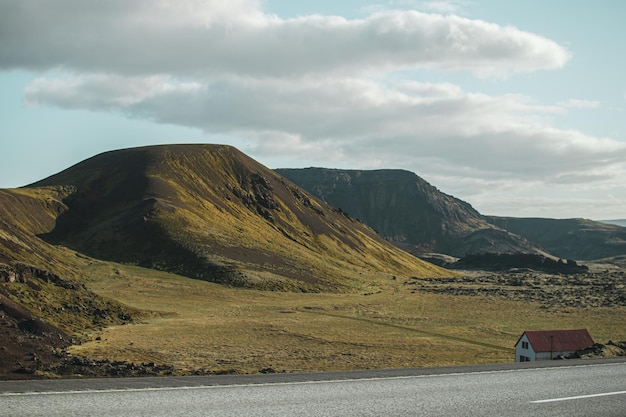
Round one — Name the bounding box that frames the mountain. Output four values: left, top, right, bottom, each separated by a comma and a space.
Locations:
276, 168, 543, 257
19, 145, 449, 291
598, 219, 626, 227
485, 216, 626, 260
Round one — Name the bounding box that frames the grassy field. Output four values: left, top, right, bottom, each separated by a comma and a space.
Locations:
70, 262, 626, 374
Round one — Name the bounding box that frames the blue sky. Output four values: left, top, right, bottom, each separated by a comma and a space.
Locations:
0, 0, 626, 219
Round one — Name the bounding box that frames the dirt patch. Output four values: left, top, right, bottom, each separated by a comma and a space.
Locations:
405, 270, 626, 308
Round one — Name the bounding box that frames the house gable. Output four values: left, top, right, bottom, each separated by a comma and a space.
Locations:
515, 329, 594, 362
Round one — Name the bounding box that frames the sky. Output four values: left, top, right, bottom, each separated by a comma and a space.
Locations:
0, 0, 626, 220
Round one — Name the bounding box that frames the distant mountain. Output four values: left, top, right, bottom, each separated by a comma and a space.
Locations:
18, 145, 449, 291
276, 168, 543, 257
598, 219, 626, 227
485, 216, 626, 260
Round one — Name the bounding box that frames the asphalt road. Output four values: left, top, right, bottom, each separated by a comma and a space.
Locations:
0, 358, 626, 417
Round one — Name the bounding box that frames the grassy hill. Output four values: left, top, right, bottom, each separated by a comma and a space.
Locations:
485, 216, 626, 260
0, 145, 626, 378
28, 145, 450, 291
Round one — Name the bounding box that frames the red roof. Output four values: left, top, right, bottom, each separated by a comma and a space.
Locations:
524, 329, 594, 352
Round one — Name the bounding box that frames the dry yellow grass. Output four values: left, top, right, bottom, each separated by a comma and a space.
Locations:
71, 263, 626, 373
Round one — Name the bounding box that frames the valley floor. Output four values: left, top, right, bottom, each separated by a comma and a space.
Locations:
54, 263, 626, 374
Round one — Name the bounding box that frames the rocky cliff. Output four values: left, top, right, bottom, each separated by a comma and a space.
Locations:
276, 168, 542, 256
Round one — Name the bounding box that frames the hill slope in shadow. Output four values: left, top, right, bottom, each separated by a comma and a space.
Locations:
28, 145, 449, 291
277, 168, 544, 257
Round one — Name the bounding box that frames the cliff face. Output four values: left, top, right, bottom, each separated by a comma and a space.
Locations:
20, 145, 449, 291
276, 168, 541, 256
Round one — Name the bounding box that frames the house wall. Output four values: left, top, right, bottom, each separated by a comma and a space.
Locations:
515, 334, 537, 362
536, 350, 574, 361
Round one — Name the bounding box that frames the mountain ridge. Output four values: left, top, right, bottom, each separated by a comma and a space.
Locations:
276, 168, 546, 257
26, 145, 454, 290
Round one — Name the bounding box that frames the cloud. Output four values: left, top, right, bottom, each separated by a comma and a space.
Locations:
26, 75, 626, 183
558, 98, 600, 109
0, 0, 626, 219
0, 0, 570, 78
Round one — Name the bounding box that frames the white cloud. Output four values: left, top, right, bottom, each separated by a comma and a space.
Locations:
558, 98, 600, 109
26, 75, 626, 187
0, 0, 570, 77
0, 0, 626, 218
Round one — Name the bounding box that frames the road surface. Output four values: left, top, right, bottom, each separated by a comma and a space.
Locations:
0, 358, 626, 417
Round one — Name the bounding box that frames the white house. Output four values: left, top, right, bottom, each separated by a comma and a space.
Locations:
515, 329, 594, 362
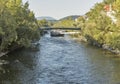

=====

- Objective -
Copy out every one of the lines above word for word, leaving out the pictures.

- Worked solution -
Round one — Name the bounding box that frames the mountain. Output four values: left, top, right, bottom, each separated by a comma and a space.
Locations:
276, 168, 543, 257
19, 145, 449, 291
598, 219, 626, 227
485, 216, 626, 260
Round one — Name the bounding box that frames the grassy field. Output four values: left, top, right, bottom, each separated by a comma and a space.
Locations:
70, 262, 626, 374
Round one — Name the bounding box that frames the blue sky. Output four values: left, top, right, bottom, each separated by a comma and a space.
Locations:
0, 0, 626, 219
Round one — Name the bounding box that frames the dirt patch. Output four values: left, top, right, bottom, each separated by a comma and a space.
Locations:
405, 270, 626, 308
Round one — Name the bounding box that frames the house gable. Output four values: left, top, right, bottom, each separated by a comma and a space.
Locations:
515, 329, 594, 362
Round one — Name the bounding box that frames the sky. Output four values: left, top, right, bottom, each separated by a comma and a space.
Locations:
0, 0, 626, 220
Round one — Name the bounding box that frames the distant mountain. Output four values: left, top, right, bottom, each separated by a comma and a space.
Locations:
18, 145, 449, 291
276, 168, 543, 257
598, 219, 626, 227
485, 216, 626, 260
Round one — Name the bounding box that frames the asphalt road. Output four values: left, top, right, bottom, each separated by a comma and a space.
Locations:
0, 358, 626, 417
Round one — Name the bounding box that frames the grassy hill. Output four values: left, top, right, bottom, each separated by a comma and a space.
Locations:
485, 216, 626, 260
0, 145, 626, 378
28, 145, 450, 291
Round one — Name the bounding box that frames the red roof. Output four values: left, top, right, bottom, each separated by a comma and a space.
Locations:
524, 329, 594, 352
Round one — Name the bounding box that frames the dry yellow grass. Output four values: left, top, right, bottom, each separated by a comma and a space.
Locations:
71, 263, 626, 373
Round one — Name the bounding box that frames the valley floor. Output four values: left, top, right, bottom, each separated by a comma and a space.
Locations:
54, 263, 626, 374
Round one — Name the bounding box that frames the rocky cliff. Output four values: left, top, right, bottom, each separated by a comma and a space.
Locations:
276, 168, 542, 256
Round one — Name the bounding box that frames the hill slope in shadow. Output four values: left, top, right, bottom, each separated by a comma and a space.
Locations:
28, 145, 449, 291
277, 168, 544, 257
Round one — Name the bounding box that frames the cliff face. Output four values: left, top, right, bottom, each separated by a comma and a space.
Locations:
20, 145, 449, 291
276, 168, 541, 256
Round one — Name the bounding box that frames the house wall. Output four values: left, top, right, bottom, each separated by a comma and a space.
Locations:
515, 334, 537, 362
536, 350, 574, 361
Round one — Name the bounding box that frames the mountain ridge. Output four values: left, top, right, bottom, each separated by a comma and a space.
Locations:
276, 168, 546, 257
26, 145, 454, 290
Round one — Name the bounding box that frames the cloud. Output four values: left, top, right, bottom, each separated by a comma and a space.
Locations:
26, 75, 626, 183
558, 98, 600, 109
0, 0, 626, 219
0, 0, 570, 78
Round one — Name the bounding box that frames the white cloud. Output four values: left, top, right, bottom, each separated by a comma and a space.
Locations:
558, 98, 600, 109
26, 75, 626, 187
0, 0, 570, 77
0, 0, 626, 218
Round one — Name the bounding box that frames the road surface. Output four values: left, top, right, bottom, each separated by a comma and a space.
Locations:
0, 358, 626, 417
Round one — Name the bounding box that frames the white house. Output four values: left, top, right, bottom, each separated by a comma and a space.
Locations:
515, 329, 594, 362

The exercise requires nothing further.